TASK TO COMPLETE :: Please copy out the lines from the one with "Mark a point on each instance of the white" to the one with "[(321, 56), (170, 73)]", both included. Scale every answer coordinate by 1.2 and round it to a whole number (halves go up), keep all other wording unchanged, and return only those lines.

DATA SUPPLIED ::
========
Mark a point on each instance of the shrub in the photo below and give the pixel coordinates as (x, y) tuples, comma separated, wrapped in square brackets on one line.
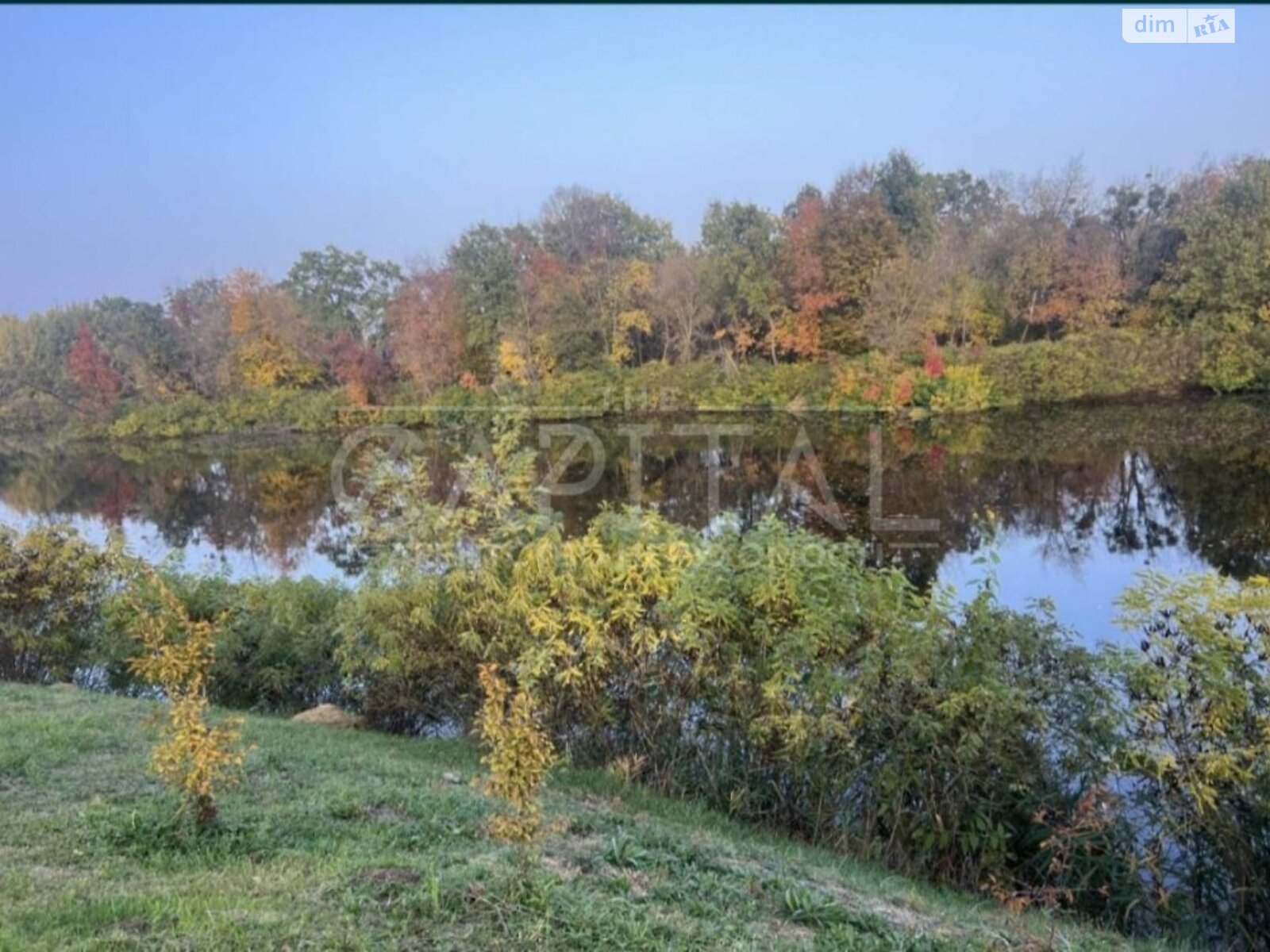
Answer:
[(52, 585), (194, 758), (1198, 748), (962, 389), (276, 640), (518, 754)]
========
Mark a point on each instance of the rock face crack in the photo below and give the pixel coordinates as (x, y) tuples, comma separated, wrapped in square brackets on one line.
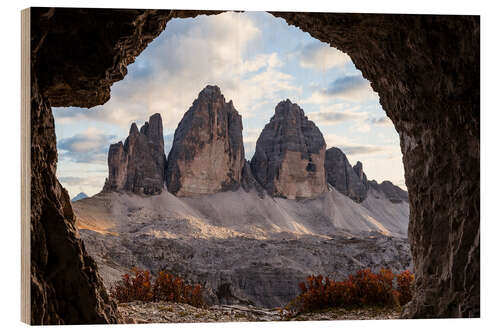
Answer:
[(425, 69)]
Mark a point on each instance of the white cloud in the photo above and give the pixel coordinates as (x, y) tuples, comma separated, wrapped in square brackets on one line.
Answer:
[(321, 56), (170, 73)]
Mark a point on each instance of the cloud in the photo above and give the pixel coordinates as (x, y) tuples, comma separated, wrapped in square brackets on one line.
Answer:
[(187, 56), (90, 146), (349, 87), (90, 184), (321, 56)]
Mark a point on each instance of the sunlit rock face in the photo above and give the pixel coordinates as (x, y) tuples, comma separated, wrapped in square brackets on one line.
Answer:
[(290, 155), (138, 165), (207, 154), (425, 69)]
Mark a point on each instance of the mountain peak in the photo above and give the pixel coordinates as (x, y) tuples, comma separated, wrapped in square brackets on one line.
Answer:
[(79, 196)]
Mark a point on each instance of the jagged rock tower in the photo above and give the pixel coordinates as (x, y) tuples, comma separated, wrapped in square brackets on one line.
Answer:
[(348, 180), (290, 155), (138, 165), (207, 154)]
========
OUTPUT ::
Mark a point on each instance of the white cloud in the photo above and give the pixel coordinates as (x, y) tuples, comma separated, wrapped in square brackets on one line.
Answer:
[(385, 67), (204, 88)]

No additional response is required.